• What this task involves: Please give the records below back in full, exactly as shown.

• Records for the exercise:
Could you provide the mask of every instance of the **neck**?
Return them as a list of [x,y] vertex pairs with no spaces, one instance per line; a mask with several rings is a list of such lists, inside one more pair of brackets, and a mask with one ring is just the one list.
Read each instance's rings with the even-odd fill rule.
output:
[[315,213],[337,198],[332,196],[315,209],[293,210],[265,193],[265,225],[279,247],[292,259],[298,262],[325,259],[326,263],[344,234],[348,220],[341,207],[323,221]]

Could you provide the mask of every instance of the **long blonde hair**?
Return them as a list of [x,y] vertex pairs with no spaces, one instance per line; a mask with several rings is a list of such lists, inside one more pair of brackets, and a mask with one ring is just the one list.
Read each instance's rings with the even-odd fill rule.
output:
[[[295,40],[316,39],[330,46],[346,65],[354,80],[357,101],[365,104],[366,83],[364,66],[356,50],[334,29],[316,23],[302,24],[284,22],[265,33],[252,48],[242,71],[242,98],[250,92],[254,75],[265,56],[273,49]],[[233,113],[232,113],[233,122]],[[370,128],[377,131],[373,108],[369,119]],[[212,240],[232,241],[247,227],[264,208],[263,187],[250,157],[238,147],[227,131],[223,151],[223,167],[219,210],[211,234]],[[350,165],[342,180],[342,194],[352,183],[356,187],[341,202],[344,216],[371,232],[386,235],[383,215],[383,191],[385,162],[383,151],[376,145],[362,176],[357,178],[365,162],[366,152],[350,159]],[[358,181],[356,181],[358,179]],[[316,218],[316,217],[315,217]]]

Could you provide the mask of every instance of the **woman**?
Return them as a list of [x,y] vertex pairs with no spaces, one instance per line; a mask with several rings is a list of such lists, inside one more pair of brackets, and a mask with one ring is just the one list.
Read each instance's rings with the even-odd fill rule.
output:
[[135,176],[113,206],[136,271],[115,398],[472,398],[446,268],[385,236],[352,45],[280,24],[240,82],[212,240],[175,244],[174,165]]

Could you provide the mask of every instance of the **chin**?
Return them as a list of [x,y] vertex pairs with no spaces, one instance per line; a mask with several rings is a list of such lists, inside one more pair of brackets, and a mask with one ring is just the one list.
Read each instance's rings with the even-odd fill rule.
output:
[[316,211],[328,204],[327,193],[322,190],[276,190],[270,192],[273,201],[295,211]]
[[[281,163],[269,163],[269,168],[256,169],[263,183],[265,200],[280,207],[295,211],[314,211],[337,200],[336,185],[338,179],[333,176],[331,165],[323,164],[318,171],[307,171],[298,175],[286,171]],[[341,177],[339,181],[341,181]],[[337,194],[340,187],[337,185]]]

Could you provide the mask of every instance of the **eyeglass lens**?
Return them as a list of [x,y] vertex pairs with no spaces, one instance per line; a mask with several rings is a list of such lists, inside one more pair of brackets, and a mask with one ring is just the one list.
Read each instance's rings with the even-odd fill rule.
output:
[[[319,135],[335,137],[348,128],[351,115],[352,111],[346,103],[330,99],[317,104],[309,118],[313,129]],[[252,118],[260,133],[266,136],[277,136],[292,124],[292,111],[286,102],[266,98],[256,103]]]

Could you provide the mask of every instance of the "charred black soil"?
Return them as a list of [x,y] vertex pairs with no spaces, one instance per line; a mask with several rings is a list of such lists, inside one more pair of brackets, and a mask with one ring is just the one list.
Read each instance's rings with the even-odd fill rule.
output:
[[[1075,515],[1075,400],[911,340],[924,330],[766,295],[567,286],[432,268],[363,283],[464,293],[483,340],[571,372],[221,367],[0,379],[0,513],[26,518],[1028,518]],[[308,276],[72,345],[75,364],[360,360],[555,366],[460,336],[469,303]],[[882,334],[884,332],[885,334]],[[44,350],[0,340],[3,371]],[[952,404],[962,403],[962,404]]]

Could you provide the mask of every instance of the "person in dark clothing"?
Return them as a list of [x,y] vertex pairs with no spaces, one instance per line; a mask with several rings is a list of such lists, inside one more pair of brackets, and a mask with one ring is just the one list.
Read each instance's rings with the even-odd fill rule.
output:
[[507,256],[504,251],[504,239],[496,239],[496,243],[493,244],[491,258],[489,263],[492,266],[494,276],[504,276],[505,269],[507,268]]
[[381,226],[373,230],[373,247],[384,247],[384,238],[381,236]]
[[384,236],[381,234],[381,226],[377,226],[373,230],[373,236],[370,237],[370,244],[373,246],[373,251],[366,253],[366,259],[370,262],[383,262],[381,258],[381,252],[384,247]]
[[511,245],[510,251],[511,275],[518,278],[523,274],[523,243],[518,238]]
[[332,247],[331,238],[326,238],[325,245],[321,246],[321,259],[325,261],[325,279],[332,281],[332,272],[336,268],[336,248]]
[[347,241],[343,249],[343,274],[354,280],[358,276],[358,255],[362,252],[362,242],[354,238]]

• Completed exercise:
Could you provide the mask of every instance of the **neck**?
Return them as a list of [x,y] vertex pairs with no spaces, one instance per line; a mask with several rings is a list of such lists, inside one more pair of brackets, and a mask with one ring is just the one list.
Read each instance's rings with the even-odd fill rule.
output:
[[315,213],[337,198],[332,196],[315,209],[293,210],[265,193],[265,225],[279,247],[292,259],[298,262],[325,259],[326,263],[344,234],[348,220],[341,207],[323,221]]

Could you provide the mask of every instance of the **long blonde hair**?
Return them as a list of [x,y] vertex pairs with no spaces, one instance per line; a mask with several rings is a list of such lists, inside one more pair of brackets, and a mask with one ring is just the one list.
Read each instance's rings with the even-odd fill rule.
output:
[[[295,40],[316,39],[330,46],[346,65],[354,80],[357,101],[365,104],[366,83],[364,66],[356,50],[334,29],[316,23],[302,24],[284,22],[265,33],[252,48],[242,71],[242,98],[250,92],[254,75],[265,56],[273,49]],[[233,113],[232,113],[233,122]],[[370,128],[377,131],[373,108],[369,119]],[[212,240],[232,241],[247,227],[264,208],[263,187],[250,157],[238,147],[227,131],[223,151],[223,167],[219,210],[211,234]],[[350,165],[342,180],[342,194],[352,183],[356,187],[341,202],[344,216],[371,232],[386,235],[383,215],[383,191],[385,162],[383,151],[376,145],[362,176],[357,178],[365,162],[366,152],[350,159]],[[358,181],[356,181],[358,179]],[[316,218],[316,217],[315,217]]]

Could you provide the mask of every instance of the **woman**?
Return them as a list of [x,y] vertex pairs with no spaces, one instance per line; a mask with several rings is a list of such lists, inside one more pair of brackets, and a mask with one ring is just the one list.
Read each instance's rings with the even-odd fill rule.
output:
[[135,176],[113,206],[136,271],[115,398],[472,398],[446,268],[385,236],[352,45],[280,24],[240,82],[212,240],[175,244],[174,165]]

Could you provide the mask of every instance of the **chin**?
Return them as a list of [x,y] vertex pairs with no spaces, one instance per line; a mask with several rings is a list of such lists, inside one more pair of brackets, and a mask with one ring is just the one list.
Read each instance's rings with the even-odd fill rule.
output:
[[316,211],[328,204],[327,193],[322,190],[276,190],[270,192],[273,201],[295,211]]
[[[281,163],[269,163],[269,168],[256,169],[263,183],[265,200],[280,207],[295,211],[314,211],[337,200],[336,185],[338,179],[333,176],[331,165],[323,164],[318,171],[307,171],[298,175],[286,171]],[[341,177],[339,181],[341,181]],[[337,194],[340,187],[337,185]]]

Could you provide the mask of every instance of the **eyeglass lens**?
Return them as a list of [x,y] vertex pairs with no spaces, one instance per line; a mask with several rings is a list of such lists, inside one more pair of brackets, and a mask with one ring is just the one list.
Read each instance's rings with the even-odd fill rule.
output:
[[[319,135],[335,137],[348,128],[351,115],[352,111],[346,103],[330,99],[317,104],[309,118],[313,129]],[[252,118],[260,133],[266,136],[277,136],[292,124],[292,111],[286,102],[266,98],[256,103]]]

Could you provide the mask of every instance of the "charred black soil"?
Return them as a list of [x,y] vertex pairs with no spaces, one instance per line; a mask with several rings is a list of such lists, inside one more pair of brackets, and a mask with one ring is just the one list.
Read each instance's rings with the even-odd fill rule.
output:
[[[1075,515],[1075,400],[911,340],[924,330],[766,295],[567,286],[432,268],[363,283],[464,293],[483,340],[571,372],[221,367],[0,379],[0,513],[26,518],[1028,518]],[[308,276],[72,345],[75,364],[360,360],[555,366],[460,336],[469,303]],[[882,334],[884,332],[885,334]],[[44,350],[0,340],[3,371]],[[952,404],[962,403],[962,404]]]

Could you provide the mask of every instance of the "person in dark clothing"?
Return them as a list of [x,y] vertex pairs with no spaces, one instance per line; a mask with several rings is a list of such lists, inside one more pair of brackets, and a mask with one ring is just the one list.
Read each instance's rings with the even-odd fill rule.
output:
[[507,256],[504,251],[504,239],[496,239],[496,243],[493,244],[491,258],[489,263],[492,266],[494,276],[504,276],[505,269],[507,268]]
[[381,226],[373,230],[373,247],[384,247],[384,238],[381,236]]
[[384,236],[381,234],[381,226],[377,226],[373,230],[373,236],[370,237],[370,244],[373,246],[373,251],[366,253],[366,259],[370,262],[383,262],[381,258],[381,252],[384,247]]
[[511,245],[510,251],[511,275],[518,278],[523,274],[523,243],[518,238]]
[[332,247],[331,238],[326,238],[325,245],[321,246],[321,259],[325,261],[325,279],[332,281],[332,272],[336,268],[336,248]]
[[347,241],[343,249],[343,274],[354,280],[358,276],[358,255],[362,252],[362,242],[354,238]]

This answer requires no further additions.